| Requirement |
The expected answer is the set of lines in the data below between the line holding "[(550, 55), (332, 209), (544, 189)]" and the line holding "[(131, 89), (184, 187), (96, 104)]", inclusive, written out exactly.

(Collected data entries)
- Opening Delimiter -

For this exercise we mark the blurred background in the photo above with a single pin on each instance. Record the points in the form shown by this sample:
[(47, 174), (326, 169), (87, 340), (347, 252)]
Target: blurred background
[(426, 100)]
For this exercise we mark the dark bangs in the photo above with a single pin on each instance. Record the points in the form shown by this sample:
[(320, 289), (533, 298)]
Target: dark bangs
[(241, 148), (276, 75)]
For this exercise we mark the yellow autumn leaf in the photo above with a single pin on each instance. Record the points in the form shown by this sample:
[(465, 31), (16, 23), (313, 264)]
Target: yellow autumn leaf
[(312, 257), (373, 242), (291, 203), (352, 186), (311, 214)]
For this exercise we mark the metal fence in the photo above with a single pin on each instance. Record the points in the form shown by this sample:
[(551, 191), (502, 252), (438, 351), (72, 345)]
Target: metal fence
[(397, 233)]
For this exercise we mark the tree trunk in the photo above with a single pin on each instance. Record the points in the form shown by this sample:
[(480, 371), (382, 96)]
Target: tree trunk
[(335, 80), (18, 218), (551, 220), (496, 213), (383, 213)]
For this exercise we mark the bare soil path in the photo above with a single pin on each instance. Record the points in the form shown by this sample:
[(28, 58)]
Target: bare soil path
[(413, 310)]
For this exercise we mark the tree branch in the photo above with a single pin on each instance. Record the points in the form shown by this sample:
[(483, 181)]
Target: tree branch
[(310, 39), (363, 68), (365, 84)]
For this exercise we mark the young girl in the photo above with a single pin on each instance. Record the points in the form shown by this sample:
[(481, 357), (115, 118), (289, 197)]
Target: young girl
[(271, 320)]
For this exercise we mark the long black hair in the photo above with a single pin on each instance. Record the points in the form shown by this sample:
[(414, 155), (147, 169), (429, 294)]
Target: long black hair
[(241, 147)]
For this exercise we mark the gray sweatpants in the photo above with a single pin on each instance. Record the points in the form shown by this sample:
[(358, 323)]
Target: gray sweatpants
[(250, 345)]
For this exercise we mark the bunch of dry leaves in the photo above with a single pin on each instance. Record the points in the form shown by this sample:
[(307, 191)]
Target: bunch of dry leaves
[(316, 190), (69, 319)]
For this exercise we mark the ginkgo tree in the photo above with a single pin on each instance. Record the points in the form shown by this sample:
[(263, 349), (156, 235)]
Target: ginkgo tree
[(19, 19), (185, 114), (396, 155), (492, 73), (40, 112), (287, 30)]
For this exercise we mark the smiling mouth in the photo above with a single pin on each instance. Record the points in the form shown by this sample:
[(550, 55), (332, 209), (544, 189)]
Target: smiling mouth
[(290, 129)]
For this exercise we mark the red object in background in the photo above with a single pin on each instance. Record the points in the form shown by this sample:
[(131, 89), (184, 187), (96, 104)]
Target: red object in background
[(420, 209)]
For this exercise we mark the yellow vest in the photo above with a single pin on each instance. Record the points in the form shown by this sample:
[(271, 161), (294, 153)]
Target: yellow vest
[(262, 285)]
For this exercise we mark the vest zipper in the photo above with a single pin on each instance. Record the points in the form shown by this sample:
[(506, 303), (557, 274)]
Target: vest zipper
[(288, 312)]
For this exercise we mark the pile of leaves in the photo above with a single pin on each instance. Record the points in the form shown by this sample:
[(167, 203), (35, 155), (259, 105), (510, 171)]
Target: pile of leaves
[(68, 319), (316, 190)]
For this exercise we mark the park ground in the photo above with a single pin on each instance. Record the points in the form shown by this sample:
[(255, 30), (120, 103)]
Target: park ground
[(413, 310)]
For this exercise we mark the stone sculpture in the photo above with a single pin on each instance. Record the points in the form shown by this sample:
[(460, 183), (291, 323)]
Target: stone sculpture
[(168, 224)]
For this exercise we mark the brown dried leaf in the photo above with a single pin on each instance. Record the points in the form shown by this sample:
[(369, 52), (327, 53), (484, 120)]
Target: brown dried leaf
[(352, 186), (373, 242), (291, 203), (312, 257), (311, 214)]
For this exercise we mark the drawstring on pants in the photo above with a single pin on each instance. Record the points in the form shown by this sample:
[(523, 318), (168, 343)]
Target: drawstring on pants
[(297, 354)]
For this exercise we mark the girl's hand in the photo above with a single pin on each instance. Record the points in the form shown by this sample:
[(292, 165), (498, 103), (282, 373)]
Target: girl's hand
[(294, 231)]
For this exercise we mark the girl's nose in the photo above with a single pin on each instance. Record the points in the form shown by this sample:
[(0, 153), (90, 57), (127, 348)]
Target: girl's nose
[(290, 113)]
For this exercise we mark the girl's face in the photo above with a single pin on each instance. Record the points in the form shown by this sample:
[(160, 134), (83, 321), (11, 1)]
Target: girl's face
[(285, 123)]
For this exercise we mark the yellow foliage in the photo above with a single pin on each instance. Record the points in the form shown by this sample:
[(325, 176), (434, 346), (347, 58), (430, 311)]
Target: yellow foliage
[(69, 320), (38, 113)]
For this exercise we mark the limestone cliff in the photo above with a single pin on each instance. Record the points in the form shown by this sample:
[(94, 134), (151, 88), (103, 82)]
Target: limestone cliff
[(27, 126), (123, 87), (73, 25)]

- Closing Delimiter -

| Response below |
[(550, 55), (332, 209), (544, 189)]
Target: smiling mouth
[(290, 129)]
For this exercise we mark the red object in background in the photo above with a single pin on each instance. Record the points in the form shown by this sample:
[(131, 89), (184, 187), (96, 104)]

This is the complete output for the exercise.